┌──

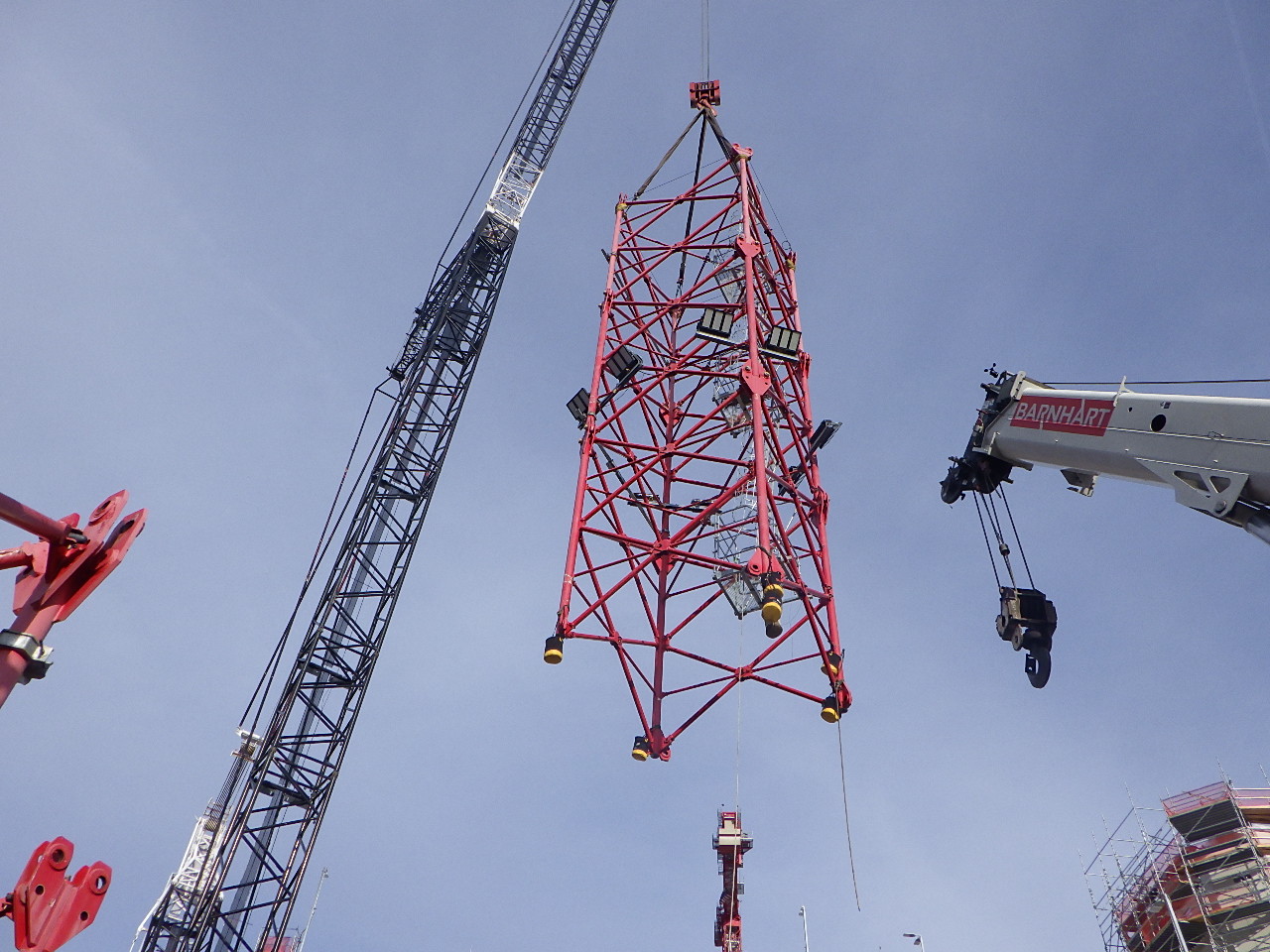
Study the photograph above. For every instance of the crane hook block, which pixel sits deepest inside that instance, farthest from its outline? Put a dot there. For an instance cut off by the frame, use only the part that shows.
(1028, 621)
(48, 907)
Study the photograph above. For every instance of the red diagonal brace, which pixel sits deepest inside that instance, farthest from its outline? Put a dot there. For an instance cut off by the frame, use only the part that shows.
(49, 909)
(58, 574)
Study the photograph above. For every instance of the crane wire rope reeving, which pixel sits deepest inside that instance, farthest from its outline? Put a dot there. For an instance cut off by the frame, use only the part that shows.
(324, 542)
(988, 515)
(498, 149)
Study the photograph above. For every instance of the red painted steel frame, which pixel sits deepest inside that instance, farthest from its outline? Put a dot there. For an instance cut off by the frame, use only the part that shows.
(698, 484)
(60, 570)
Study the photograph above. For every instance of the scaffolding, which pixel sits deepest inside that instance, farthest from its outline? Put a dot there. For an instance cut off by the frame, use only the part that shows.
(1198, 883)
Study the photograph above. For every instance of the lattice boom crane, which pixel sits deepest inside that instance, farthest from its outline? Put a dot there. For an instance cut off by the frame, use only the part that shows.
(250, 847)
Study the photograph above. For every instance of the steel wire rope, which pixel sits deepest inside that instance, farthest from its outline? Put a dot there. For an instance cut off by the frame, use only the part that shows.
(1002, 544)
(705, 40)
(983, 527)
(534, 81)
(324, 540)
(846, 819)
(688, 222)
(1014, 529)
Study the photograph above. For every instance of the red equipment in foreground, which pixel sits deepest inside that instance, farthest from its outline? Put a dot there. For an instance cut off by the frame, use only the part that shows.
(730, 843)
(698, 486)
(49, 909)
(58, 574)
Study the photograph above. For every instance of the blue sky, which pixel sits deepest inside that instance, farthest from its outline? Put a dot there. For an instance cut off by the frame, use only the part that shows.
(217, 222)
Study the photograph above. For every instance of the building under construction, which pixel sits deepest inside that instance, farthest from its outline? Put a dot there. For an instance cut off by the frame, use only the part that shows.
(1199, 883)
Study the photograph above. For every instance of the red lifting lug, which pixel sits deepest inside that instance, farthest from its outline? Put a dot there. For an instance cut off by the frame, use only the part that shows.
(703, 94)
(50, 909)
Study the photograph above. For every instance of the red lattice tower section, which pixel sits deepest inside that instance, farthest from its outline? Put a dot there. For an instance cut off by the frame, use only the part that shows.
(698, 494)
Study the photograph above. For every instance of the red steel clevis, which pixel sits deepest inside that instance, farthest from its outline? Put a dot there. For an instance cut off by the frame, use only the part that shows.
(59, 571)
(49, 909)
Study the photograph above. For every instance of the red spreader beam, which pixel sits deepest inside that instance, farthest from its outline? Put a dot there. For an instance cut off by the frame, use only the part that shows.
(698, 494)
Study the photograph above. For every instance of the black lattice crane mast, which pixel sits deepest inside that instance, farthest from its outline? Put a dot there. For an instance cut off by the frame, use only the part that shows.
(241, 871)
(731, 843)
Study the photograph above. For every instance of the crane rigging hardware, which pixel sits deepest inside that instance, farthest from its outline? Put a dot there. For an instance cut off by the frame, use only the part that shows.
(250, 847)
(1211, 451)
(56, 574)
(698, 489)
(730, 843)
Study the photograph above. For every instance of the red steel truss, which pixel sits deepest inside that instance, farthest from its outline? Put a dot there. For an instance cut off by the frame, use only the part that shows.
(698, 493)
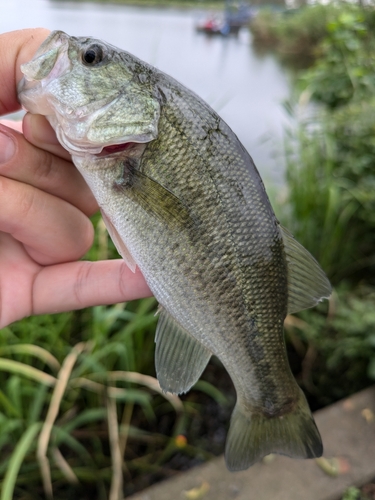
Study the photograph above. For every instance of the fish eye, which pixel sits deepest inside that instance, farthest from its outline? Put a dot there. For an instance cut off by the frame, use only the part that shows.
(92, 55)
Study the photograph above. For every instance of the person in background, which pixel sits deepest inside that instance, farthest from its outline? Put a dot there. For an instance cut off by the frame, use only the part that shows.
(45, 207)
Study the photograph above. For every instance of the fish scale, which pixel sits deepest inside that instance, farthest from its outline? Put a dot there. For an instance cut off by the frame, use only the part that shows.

└──
┌──

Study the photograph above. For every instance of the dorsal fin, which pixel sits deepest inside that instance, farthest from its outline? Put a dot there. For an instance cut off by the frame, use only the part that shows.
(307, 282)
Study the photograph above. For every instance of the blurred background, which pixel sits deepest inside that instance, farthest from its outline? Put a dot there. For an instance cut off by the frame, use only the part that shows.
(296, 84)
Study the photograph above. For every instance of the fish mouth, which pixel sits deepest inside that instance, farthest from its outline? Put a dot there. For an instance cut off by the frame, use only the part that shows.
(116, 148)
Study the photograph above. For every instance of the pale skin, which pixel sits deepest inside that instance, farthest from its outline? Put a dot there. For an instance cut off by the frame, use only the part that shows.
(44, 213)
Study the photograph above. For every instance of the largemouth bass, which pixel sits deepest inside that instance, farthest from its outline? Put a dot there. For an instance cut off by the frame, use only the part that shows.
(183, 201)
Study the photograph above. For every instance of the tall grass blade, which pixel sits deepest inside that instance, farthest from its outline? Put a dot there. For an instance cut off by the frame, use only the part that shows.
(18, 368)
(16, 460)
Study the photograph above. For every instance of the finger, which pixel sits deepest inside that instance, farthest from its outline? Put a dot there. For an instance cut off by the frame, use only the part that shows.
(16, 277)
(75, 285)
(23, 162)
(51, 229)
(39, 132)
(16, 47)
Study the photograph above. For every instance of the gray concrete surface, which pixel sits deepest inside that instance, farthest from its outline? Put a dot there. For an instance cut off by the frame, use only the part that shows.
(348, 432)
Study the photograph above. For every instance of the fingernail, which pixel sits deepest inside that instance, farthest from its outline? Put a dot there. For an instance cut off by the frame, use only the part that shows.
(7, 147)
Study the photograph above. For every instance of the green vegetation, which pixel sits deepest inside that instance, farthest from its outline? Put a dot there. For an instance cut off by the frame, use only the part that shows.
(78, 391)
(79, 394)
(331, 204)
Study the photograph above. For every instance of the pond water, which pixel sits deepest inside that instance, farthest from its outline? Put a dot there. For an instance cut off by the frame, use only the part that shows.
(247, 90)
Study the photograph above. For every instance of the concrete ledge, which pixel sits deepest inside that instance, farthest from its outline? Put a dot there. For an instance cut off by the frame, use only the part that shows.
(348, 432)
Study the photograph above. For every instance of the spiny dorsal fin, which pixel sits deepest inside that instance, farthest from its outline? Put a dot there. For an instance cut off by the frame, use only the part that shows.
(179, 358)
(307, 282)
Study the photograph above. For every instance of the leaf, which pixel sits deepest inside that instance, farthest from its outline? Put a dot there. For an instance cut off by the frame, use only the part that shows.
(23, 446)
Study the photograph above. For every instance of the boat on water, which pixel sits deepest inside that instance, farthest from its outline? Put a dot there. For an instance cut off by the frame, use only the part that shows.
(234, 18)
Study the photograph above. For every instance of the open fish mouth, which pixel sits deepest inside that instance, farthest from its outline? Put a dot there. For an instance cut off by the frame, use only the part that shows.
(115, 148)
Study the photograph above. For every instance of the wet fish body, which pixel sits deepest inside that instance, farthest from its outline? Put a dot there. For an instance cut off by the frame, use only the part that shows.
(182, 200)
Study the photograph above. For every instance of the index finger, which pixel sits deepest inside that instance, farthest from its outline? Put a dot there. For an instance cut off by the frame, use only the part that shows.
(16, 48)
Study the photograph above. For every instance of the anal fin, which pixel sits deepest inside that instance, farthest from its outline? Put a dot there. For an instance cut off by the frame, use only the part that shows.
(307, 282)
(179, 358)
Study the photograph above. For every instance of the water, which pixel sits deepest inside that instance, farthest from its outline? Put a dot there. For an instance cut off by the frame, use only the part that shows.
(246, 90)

└──
┌──

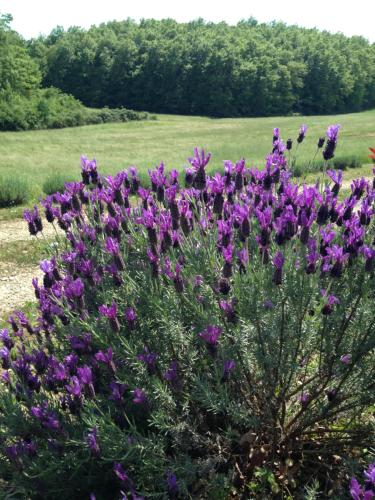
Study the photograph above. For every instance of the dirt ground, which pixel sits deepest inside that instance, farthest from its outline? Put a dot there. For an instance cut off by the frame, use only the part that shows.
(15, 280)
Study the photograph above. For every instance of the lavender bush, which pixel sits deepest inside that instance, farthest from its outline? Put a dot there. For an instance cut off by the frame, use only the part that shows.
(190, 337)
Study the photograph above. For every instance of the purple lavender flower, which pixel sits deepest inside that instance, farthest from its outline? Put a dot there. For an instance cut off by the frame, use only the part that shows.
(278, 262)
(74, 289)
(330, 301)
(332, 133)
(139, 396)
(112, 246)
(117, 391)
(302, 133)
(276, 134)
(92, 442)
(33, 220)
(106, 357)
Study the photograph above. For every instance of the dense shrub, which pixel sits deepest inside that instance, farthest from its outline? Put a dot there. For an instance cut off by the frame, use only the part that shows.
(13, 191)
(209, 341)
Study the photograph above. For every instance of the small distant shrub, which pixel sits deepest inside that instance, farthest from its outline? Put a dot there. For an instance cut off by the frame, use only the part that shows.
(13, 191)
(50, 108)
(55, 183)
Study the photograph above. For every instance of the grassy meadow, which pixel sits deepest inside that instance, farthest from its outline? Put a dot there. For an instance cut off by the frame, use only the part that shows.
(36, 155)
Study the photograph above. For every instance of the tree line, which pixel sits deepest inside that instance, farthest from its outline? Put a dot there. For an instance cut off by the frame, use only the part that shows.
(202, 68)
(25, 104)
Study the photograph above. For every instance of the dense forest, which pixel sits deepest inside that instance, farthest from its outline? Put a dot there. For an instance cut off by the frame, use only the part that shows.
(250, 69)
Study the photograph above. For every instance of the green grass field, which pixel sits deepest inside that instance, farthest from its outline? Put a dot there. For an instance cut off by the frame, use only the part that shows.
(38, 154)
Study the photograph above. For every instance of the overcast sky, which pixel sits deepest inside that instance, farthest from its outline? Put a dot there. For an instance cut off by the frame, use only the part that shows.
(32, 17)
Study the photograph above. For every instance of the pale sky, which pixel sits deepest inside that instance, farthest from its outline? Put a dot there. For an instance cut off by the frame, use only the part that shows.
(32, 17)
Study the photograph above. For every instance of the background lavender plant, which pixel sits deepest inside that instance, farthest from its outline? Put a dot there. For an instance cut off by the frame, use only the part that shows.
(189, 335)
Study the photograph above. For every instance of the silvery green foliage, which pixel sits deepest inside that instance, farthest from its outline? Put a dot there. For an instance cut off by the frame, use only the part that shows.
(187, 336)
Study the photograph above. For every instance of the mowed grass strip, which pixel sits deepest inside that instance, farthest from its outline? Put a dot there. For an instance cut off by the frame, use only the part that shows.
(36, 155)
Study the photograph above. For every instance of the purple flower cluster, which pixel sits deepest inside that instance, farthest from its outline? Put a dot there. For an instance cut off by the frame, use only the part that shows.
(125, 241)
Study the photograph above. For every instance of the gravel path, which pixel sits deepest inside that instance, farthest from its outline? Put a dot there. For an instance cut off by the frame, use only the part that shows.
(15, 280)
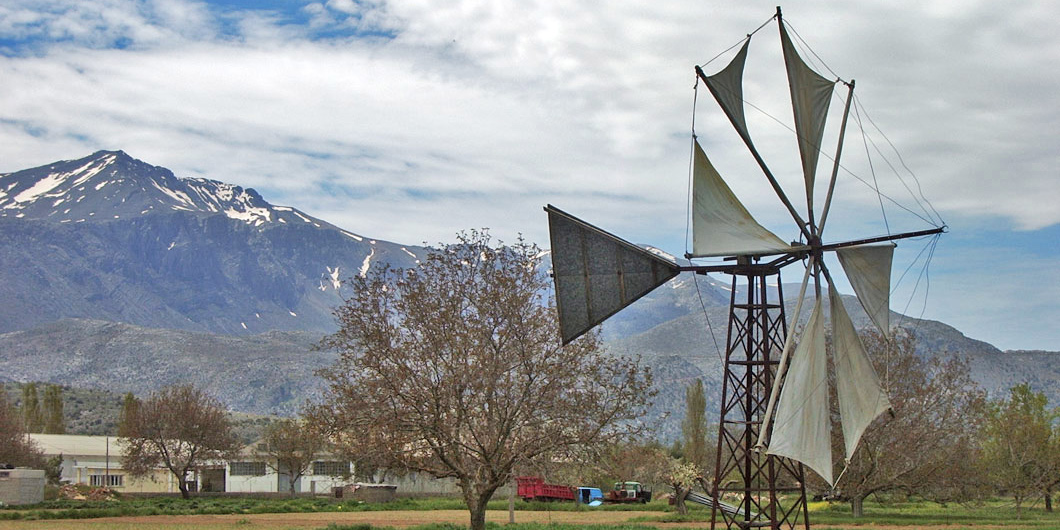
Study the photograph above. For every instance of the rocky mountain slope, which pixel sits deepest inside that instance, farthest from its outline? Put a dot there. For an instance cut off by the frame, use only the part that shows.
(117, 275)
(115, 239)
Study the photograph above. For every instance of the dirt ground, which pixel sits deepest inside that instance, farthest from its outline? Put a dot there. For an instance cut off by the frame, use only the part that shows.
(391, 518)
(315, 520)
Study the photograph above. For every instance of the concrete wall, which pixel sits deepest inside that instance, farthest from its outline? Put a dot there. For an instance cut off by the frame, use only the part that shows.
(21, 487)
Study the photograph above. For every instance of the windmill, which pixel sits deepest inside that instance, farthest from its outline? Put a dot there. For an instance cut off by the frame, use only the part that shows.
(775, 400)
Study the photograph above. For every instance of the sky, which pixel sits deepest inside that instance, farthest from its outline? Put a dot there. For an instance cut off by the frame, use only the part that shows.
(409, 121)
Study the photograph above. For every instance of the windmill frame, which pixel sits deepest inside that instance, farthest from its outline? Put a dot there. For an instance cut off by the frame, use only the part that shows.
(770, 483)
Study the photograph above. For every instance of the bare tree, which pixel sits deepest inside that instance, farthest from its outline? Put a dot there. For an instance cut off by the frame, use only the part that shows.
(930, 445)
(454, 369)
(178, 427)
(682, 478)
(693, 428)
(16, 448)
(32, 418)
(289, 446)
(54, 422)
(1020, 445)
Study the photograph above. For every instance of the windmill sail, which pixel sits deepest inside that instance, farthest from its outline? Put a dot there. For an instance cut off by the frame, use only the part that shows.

└──

_THE TASK_. Locate each line of the material above that contains the word "flower" and copy those lines out in full.

_CORRECT OUTPUT_.
Study the photograph above. For every instance of the purple lavender flower, which pixel sits deepest inside that instance, farthest from its outline? Put a dot there. For an instance cut off by the frame, use only the part that shows.
Study the photograph above. For every instance of the purple flower cluster, which pixel sits deepest inside that instance, farthest from its outline? Put a dot there. For an instance cut off by the frame, use only the part that shows.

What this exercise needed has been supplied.